Top of Extract

It thus appears that the process of streaming is a much more fundamental phenomenon than most of the theories accounting for ameboid movement would lead one to suppose; for these theories concern themselves only with streaming as observed in amebas, and many content themselves with only two or three species. Since the general features of streaming are similar no matter where streaming occurs, no theory is likely to gain acceptance that explains streaming only in one group of organisms. Streaming in rhizopods, myxomycetes, ciliates, plant cells, is most rationally looked upon as caused by the same fundamental process; but the detailed form it takes, especially in freely formed pseudopods, is undoubtedly conditioned by the structure of the protoplasm, both physically and chemically, but more especially the latter.

Figure 12. Illustrating the high degree of elasticity in the pseudopods of Biomyxa vagans. In a and b are shown two stages of a small section of the pseudopodial network, which remained unchanged while a small lump of protoplasm (near the arrow) moved rapidly up and down the slender pseudopod. Movement along the whole length of the pseudopod occupied about half a second. Just exactly what the movement was due to could not be determined, but the distance between the forks in the pseudopod did not change, nor did the thickness of the protoplasmic strand on which the protoplasmic lump moved change noticeably.

Bottom of Extract
Top of Material shown

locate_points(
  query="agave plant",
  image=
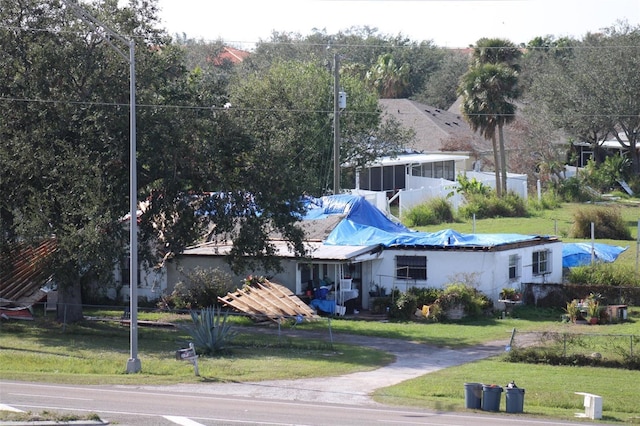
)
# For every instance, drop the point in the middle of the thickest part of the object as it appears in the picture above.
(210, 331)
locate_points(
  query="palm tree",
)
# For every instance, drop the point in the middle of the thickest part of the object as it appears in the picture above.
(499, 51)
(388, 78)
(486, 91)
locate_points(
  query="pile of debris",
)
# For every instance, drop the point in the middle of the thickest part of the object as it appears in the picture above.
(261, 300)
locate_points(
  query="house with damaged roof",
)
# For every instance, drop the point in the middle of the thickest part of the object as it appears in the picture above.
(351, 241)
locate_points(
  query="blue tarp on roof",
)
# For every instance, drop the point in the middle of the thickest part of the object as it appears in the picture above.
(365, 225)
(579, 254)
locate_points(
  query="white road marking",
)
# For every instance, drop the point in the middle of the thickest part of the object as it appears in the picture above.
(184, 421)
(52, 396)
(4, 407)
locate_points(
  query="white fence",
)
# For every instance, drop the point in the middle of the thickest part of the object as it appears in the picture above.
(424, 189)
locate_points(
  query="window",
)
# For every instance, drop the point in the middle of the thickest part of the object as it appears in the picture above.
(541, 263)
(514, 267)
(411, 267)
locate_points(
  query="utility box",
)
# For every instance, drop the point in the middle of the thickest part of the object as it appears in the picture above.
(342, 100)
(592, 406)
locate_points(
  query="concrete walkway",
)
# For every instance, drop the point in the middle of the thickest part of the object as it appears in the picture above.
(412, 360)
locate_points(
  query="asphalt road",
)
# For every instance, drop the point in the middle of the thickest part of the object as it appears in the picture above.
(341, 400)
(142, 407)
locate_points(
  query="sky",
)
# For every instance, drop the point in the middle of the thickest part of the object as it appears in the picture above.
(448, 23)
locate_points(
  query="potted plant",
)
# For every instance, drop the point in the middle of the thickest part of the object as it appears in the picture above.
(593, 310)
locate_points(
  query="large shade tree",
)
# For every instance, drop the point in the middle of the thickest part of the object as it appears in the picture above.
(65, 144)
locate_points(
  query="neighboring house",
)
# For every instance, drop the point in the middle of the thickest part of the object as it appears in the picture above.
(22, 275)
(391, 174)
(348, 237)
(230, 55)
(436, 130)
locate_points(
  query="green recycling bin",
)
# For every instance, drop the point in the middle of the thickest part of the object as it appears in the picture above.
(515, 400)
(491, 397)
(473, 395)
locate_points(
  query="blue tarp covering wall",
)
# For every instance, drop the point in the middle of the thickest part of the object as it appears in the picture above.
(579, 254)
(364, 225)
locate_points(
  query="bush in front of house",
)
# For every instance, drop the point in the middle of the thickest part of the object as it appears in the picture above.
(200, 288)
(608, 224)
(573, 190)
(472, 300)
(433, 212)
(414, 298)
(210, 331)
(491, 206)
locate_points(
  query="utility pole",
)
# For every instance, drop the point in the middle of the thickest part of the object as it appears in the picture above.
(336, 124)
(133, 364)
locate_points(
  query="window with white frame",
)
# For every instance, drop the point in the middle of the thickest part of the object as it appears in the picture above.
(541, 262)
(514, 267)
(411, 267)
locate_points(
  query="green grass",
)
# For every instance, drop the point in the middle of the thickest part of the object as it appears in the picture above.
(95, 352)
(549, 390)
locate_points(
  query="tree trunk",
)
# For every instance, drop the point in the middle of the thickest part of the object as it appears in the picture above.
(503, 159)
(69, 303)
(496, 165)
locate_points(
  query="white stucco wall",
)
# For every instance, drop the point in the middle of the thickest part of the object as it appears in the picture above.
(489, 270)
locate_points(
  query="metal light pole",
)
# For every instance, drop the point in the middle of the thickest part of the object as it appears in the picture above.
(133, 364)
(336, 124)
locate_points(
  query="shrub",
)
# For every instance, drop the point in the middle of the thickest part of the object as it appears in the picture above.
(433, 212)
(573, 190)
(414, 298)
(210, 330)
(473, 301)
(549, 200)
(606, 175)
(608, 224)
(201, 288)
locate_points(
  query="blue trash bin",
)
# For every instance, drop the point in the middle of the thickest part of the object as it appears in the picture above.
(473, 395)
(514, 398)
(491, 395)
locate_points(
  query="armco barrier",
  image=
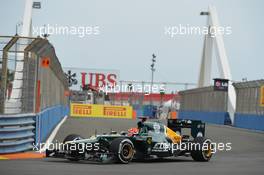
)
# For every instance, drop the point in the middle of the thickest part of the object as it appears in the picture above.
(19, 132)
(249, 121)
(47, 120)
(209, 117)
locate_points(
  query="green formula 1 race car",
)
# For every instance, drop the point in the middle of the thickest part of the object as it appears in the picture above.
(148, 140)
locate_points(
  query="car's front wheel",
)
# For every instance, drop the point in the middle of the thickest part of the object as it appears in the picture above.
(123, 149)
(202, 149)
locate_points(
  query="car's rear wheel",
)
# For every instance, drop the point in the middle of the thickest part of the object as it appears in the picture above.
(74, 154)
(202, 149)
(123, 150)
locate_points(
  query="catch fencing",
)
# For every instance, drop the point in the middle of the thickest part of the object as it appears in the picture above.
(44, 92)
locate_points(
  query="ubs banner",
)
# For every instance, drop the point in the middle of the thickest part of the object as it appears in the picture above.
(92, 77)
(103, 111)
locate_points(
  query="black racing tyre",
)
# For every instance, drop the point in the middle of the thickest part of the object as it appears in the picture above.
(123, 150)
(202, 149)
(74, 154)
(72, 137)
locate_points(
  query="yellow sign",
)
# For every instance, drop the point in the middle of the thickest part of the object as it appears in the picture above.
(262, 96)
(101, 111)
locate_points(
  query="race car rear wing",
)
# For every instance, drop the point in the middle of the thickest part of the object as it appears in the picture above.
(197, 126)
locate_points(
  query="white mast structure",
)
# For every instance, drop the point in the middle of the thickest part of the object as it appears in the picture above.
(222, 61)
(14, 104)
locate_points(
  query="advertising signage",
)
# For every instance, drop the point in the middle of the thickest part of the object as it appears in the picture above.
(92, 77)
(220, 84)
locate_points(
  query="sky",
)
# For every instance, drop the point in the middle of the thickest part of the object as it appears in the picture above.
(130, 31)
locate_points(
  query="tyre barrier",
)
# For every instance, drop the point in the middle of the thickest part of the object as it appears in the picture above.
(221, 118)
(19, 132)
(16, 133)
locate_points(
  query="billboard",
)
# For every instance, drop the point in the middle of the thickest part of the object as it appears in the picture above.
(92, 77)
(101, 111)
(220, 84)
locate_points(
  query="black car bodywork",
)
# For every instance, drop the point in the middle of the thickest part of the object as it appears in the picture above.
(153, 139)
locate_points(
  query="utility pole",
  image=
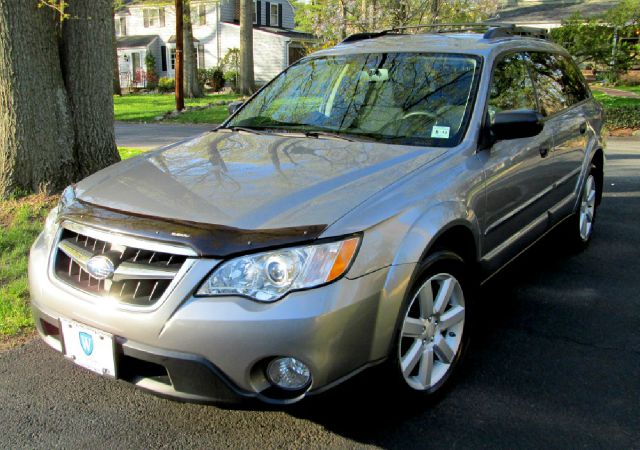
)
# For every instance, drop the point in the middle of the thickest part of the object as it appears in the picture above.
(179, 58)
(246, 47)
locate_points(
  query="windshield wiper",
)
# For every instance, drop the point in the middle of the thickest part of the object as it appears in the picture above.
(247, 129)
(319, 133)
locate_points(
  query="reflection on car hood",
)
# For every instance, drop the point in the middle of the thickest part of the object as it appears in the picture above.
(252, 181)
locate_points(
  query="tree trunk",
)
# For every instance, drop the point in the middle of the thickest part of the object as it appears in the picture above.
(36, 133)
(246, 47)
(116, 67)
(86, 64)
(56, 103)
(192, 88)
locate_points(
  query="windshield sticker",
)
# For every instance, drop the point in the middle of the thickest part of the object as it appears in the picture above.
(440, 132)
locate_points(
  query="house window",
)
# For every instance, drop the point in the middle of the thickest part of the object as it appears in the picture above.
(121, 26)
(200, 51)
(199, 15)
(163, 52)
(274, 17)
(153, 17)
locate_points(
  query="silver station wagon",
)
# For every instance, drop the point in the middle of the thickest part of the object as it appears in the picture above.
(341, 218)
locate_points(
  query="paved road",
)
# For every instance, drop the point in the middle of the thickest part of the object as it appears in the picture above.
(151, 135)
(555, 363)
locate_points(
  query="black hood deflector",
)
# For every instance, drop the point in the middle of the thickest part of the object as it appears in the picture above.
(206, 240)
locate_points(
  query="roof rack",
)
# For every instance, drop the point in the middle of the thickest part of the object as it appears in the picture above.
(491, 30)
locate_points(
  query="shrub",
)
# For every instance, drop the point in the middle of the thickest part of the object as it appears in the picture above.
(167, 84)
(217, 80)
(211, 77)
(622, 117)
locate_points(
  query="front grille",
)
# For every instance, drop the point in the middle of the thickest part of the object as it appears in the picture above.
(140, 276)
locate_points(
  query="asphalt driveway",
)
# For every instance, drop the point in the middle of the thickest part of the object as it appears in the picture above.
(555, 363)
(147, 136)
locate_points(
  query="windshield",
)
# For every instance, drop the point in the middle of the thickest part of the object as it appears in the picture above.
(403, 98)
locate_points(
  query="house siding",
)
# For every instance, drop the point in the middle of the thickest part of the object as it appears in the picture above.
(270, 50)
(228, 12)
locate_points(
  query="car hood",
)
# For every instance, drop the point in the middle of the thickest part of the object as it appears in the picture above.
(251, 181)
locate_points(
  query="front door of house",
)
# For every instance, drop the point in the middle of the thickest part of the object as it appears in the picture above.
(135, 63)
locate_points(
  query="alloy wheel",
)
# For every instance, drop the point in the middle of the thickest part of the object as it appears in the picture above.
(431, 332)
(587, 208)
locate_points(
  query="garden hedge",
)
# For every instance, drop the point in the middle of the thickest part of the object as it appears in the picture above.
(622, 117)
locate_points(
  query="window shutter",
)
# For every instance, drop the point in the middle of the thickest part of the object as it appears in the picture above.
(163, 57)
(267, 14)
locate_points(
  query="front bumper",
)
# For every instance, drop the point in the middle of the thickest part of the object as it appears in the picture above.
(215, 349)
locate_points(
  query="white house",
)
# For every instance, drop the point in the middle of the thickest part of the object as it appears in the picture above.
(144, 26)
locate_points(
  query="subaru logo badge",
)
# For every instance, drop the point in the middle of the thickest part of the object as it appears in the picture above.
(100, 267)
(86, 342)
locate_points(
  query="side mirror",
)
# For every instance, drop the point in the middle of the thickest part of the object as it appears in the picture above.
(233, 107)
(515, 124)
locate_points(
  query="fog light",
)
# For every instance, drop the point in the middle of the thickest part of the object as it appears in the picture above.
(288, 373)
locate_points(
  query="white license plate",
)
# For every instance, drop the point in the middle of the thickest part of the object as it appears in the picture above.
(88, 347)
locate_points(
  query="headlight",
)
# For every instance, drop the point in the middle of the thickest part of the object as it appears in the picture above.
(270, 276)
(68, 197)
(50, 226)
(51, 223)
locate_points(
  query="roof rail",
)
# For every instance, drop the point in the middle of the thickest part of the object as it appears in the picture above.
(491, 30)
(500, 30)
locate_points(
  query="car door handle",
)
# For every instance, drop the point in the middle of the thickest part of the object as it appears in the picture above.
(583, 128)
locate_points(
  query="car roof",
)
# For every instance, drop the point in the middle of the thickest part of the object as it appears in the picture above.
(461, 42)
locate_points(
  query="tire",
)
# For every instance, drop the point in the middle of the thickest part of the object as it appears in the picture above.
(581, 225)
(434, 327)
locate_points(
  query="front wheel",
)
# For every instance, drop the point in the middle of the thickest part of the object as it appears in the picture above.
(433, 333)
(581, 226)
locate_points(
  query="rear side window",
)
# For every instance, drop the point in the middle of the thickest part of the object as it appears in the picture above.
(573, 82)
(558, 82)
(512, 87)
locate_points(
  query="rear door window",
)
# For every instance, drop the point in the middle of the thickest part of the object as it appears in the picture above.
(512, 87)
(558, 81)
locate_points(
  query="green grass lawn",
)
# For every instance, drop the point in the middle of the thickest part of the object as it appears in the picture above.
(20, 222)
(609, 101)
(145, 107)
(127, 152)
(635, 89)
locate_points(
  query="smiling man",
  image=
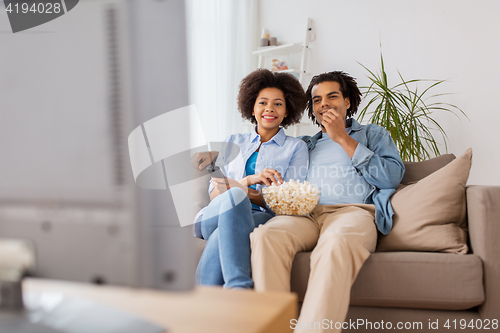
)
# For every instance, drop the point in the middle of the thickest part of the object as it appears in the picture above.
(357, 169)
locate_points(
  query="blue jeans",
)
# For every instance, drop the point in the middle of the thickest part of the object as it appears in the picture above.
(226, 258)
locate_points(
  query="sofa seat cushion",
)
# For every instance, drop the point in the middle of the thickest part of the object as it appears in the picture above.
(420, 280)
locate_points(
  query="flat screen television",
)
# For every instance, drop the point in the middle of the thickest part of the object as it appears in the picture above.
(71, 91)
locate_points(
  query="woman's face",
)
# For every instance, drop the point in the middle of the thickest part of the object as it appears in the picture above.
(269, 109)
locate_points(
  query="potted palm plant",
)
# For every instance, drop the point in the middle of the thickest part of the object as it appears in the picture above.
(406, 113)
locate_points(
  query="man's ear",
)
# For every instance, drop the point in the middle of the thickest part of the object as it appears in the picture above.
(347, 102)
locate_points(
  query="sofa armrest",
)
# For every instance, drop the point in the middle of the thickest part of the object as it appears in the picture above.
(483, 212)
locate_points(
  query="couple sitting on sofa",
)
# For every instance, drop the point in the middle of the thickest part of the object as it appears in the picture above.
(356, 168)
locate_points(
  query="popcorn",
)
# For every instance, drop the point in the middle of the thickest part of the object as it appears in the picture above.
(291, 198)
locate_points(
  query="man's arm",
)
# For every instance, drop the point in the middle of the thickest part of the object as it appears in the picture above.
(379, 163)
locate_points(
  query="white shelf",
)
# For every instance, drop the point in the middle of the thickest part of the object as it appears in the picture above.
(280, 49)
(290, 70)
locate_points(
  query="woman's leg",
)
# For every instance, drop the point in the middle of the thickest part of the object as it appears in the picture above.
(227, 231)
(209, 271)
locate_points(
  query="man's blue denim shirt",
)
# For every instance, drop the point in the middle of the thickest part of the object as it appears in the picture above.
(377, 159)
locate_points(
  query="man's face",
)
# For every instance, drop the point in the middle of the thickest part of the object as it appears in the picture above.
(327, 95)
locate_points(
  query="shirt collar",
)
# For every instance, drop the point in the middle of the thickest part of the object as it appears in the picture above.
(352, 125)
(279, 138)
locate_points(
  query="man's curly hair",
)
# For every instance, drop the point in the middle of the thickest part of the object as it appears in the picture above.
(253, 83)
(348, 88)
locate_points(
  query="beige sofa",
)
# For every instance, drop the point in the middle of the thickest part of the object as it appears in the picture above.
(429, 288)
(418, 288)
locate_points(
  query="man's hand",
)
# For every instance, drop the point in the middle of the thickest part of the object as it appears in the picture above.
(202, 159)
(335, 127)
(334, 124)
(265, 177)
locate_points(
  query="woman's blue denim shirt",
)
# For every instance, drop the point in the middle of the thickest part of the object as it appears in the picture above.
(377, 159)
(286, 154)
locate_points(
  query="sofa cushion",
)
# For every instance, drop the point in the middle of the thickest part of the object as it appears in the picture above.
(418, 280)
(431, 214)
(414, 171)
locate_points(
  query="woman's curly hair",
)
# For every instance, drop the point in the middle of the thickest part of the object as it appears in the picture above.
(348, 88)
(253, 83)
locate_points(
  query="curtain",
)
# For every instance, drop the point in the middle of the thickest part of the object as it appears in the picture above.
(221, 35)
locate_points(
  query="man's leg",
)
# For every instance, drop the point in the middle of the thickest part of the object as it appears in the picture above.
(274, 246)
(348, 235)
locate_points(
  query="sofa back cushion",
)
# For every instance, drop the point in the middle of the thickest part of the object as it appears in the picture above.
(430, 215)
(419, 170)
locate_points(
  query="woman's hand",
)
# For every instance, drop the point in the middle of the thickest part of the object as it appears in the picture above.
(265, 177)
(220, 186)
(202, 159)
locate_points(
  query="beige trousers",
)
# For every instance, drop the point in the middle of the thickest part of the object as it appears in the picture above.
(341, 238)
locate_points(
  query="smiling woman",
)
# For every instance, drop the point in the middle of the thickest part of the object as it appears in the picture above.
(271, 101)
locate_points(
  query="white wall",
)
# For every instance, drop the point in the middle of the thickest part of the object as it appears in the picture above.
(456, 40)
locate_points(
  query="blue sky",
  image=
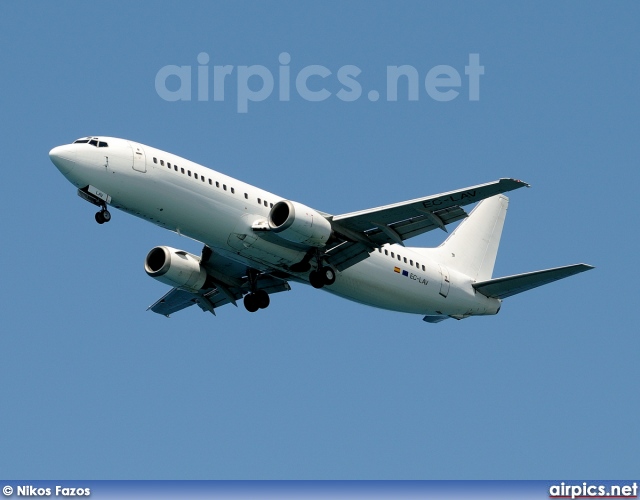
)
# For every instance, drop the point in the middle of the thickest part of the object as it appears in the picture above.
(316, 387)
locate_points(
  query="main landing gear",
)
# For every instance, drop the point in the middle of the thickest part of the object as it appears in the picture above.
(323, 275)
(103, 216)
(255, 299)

Bottom of Material shown

### What you will do
• a. From the passage on protoplasmic streaming, extract the text starting at "It thus appears" and ending at "especially the latter.".
• b. Answer these questions using the passage on protoplasmic streaming.
(i) Which four kinds of organisms or cells does the passage name as places where streaming occurs?
(ii) In which organism's pseudopods does Figure 12 show a high degree of elasticity?
(iii) About how long did the movement along the whole length of the pseudopod take?

### Answer section
• a.
It thus appears that the process of streaming is a much more fundamental phenomenon than most of the theories accounting for ameboid movement would lead one to suppose; for these theories concern themselves only with streaming as observed in amebas, and many content themselves with only two or three species. Since the general features of streaming are similar no matter where streaming occurs, no theory is likely to gain acceptance that explains streaming only in one group of organisms. Streaming in rhizopods, myxomycetes, ciliates, plant cells, is most rationally looked upon as caused by the same fundamental process; but the detailed form it takes, especially in freely formed pseudopods, is undoubtedly conditioned by the structure of the protoplasm, both physically and chemically, but more especially the latter.

• b.
(i) Rhizopods, myxomycetes, ciliates and plant cells.
(ii) Biomyxa vagans.
(iii) About half a second.